Task requirements :: Word for word, transcribe the lines from the one containing "each tree canopy" through the end of the entries, both included, and nothing else.
----
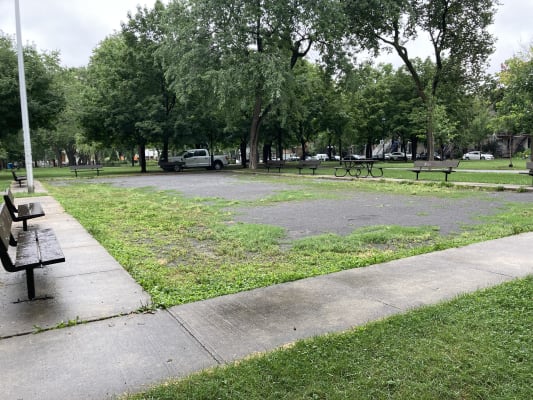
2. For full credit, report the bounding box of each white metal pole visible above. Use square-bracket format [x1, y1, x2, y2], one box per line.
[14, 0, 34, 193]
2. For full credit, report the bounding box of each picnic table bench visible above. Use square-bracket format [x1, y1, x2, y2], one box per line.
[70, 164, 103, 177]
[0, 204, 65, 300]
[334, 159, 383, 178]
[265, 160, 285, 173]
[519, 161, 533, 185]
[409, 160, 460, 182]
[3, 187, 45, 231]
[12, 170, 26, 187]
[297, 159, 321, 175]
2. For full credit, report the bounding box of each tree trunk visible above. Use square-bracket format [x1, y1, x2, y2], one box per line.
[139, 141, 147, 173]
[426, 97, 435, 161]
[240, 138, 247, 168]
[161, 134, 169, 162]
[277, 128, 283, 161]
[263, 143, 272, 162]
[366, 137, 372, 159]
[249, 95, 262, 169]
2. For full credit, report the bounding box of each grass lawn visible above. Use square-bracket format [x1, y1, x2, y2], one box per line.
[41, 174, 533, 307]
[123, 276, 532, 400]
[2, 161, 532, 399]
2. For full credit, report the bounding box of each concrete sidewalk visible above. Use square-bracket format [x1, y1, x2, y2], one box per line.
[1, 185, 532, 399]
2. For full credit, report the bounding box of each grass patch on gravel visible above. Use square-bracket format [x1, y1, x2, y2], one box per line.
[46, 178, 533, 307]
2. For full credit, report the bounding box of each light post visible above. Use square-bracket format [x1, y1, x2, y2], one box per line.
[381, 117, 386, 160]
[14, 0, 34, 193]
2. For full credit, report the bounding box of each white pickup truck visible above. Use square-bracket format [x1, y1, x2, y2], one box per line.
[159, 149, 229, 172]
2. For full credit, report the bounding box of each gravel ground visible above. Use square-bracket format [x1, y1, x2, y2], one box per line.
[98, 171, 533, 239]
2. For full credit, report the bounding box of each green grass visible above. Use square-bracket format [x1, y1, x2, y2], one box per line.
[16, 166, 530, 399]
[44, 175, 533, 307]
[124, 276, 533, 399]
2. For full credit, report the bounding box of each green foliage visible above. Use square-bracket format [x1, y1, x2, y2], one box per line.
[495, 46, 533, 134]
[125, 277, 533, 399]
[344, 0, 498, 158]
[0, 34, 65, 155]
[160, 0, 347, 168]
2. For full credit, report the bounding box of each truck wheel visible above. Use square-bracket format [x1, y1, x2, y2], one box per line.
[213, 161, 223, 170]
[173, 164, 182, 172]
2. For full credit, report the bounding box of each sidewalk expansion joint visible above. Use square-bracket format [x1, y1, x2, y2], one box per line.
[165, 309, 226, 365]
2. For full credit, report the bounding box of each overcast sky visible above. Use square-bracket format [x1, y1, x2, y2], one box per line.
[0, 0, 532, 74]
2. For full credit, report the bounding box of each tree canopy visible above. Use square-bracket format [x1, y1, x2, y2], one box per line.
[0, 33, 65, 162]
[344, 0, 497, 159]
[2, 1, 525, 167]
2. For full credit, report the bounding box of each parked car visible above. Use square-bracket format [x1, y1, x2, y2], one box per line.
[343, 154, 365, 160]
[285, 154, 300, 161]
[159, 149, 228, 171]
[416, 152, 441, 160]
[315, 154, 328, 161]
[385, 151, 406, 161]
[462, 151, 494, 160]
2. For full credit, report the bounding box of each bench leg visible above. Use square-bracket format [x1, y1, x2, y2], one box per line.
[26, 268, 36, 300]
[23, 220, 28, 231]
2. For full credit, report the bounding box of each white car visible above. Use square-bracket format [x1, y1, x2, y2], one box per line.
----
Solution to this problem ::
2. For full credit, report the bounding box of each tree canopy visible above. Use square-bracket format [x1, y1, x2, y2], one box per line.
[0, 33, 65, 162]
[344, 0, 497, 159]
[2, 1, 525, 167]
2. For full credit, report the bounding box of each parked car visible above. Use square-bracket format [x1, y1, x2, y2], one box per line.
[343, 154, 365, 160]
[285, 154, 300, 161]
[159, 149, 228, 171]
[416, 152, 441, 160]
[315, 154, 328, 161]
[385, 151, 406, 161]
[462, 151, 494, 160]
2. For full credit, report the bounding box of each bench leg visible above. Use square-bracket format [x1, y1, x2, y2], one box per line.
[26, 268, 36, 300]
[23, 220, 28, 231]
2. For full credit, report the bounding box of each white car visible above. Use square-bracket format [x1, y1, x2, y2], one box per line.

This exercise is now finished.